At December 31, 2006 and 2005, Watsco’s exposure to interest rate changes was limited to variable rate lease payments which are indexed to one month LIBOR. To assess our exposure to changes in interest rates, we performed a sensitivity analysis to determine the impact to earnings associated with an immediate 100 basis point fluctuation from one month LIBOR. Based on the results of this simulation, as of December 31, 2006 and 2005, net income would decrease or increase by approximately $.1 million on an annual basis if there were an immediate 100 basis point increase or decrease, respectively, in one month LIBOR. This information constitutes a “forward-looking statement” and actual results may differ significantly based on actual borrowings and interest rates.

Recently Issued Accounting Standards

In September 2006, the Financial Accounting Standards Board (“FASB”) issued SFAS No. 157, “Fair Value Measurements.” This Statement defines fair value, establishes a framework for measuring fair value in generally accepted accounting principles and expands disclosures about fair value measurements. SFAS No. 157 is effective for financial statements issued for fiscal years beginning after November 15, 2007, and interim periods within those fiscal years. The provisions of SFAS No. 157 are effective for us beginning January 1, 2008. We are currently evaluating the impact of adopting SFAS No. 157 on our consolidated financial statements.
********************
SET TASK A:
Count the lines in the listing below that contain the string "doctor", treating case as significant. Give only the number.
********************
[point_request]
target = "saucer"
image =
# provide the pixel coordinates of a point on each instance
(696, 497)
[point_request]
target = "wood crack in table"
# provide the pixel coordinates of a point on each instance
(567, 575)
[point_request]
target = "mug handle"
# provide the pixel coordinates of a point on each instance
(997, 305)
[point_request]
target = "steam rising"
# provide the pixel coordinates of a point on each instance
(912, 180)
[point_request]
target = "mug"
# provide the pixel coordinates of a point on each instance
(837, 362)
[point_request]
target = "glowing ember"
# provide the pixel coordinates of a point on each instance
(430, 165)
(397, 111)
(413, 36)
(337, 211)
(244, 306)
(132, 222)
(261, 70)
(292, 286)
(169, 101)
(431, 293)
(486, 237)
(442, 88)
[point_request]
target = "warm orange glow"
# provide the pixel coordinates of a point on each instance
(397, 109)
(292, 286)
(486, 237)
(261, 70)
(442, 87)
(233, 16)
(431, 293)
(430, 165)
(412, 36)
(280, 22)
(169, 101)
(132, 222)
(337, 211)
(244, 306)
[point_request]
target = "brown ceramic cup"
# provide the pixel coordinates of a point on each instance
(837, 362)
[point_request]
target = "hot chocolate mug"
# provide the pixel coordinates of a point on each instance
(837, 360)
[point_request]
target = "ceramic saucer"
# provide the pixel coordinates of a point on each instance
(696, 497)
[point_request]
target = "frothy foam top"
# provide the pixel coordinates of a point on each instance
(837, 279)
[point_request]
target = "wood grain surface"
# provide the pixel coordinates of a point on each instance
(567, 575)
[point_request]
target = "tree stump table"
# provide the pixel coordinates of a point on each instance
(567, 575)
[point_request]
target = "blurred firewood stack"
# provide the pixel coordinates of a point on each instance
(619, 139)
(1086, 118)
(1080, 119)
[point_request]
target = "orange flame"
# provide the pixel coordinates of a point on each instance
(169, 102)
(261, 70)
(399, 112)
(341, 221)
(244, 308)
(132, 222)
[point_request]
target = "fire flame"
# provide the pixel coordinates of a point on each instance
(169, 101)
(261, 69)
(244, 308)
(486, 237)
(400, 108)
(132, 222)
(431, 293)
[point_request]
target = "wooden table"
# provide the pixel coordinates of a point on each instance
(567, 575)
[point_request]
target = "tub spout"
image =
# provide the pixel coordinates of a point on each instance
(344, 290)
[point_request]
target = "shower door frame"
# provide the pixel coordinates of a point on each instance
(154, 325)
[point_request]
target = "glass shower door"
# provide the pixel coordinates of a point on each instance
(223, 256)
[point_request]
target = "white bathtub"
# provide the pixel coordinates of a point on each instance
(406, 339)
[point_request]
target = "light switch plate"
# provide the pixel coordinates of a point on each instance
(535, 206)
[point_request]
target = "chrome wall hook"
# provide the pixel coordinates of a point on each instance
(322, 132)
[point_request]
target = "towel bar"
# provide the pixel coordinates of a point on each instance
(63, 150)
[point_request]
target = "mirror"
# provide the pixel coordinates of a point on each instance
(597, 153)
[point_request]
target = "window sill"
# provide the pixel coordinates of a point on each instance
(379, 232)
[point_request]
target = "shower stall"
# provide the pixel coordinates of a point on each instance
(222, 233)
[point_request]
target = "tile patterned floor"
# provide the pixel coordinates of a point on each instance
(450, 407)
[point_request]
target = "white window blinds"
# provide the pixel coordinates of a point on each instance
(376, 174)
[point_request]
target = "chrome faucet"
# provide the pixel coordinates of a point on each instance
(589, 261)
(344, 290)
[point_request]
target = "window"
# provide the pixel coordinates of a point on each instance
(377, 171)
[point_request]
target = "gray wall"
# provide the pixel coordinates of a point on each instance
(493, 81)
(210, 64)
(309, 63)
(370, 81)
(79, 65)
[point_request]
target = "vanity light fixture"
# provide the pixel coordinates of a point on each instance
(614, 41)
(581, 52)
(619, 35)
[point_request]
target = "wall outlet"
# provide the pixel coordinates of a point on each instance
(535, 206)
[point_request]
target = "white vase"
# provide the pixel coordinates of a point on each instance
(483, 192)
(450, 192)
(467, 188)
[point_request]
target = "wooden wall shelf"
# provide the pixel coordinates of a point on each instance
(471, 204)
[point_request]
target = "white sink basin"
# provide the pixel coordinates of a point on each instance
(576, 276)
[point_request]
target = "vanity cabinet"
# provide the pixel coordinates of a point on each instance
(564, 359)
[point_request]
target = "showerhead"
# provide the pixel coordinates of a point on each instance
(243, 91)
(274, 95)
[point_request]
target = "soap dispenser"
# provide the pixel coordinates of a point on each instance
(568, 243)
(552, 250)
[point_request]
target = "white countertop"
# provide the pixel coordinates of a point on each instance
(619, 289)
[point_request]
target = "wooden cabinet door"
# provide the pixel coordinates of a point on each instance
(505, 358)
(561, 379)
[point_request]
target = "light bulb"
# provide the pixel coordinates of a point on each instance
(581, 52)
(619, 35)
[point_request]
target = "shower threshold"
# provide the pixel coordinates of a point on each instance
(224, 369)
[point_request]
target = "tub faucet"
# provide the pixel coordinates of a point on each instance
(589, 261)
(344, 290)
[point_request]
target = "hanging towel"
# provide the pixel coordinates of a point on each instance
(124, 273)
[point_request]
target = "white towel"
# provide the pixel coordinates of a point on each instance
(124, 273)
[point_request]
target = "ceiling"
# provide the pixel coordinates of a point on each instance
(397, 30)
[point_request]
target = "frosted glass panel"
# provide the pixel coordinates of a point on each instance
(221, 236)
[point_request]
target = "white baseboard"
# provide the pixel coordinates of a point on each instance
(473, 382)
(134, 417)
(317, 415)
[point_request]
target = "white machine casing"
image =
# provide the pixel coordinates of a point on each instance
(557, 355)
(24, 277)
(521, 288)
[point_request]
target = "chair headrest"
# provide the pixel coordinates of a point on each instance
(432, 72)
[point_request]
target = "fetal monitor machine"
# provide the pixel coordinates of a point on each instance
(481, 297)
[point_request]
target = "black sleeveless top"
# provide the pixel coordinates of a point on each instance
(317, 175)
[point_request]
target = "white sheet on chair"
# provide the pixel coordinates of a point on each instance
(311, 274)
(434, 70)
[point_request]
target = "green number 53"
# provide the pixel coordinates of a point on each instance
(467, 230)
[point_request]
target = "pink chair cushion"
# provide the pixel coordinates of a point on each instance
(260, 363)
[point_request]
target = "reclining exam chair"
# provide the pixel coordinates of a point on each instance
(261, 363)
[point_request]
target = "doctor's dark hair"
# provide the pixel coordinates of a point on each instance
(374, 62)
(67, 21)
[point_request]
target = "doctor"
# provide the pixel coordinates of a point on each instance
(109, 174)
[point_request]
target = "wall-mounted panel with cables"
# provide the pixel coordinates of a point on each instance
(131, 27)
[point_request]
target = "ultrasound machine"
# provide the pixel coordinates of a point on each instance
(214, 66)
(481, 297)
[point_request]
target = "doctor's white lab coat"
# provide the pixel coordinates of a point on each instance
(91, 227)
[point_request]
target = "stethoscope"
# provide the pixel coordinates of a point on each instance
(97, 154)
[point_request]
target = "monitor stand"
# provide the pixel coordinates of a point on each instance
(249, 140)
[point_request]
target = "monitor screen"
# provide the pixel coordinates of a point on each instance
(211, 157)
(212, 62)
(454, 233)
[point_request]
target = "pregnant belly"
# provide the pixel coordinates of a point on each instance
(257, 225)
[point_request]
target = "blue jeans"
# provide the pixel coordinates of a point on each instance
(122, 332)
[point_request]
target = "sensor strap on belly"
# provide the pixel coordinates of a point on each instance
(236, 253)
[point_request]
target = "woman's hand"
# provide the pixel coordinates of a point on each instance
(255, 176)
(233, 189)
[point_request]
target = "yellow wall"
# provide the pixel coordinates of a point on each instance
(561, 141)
********************
SET TASK B:
From the financial disclosure above, reproduce the text between "At December 31, 2006" and "and interest rates.", inclusive.

EXERCISE SOLUTION A:
3

EXERCISE SOLUTION B:
At December 31, 2006 and 2005, Watsco’s exposure to interest rate changes was limited to variable rate lease payments which are indexed to one month LIBOR. To assess our exposure to changes in interest rates, we performed a sensitivity analysis to determine the impact to earnings associated with an immediate 100 basis point fluctuation from one month LIBOR. Based on the results of this simulation, as of December 31, 2006 and 2005, net income would decrease or increase by approximately $.1 million on an annual basis if there were an immediate 100 basis point increase or decrease, respectively, in one month LIBOR. This information constitutes a “forward-looking statement” and actual results may differ significantly based on actual borrowings and interest rates.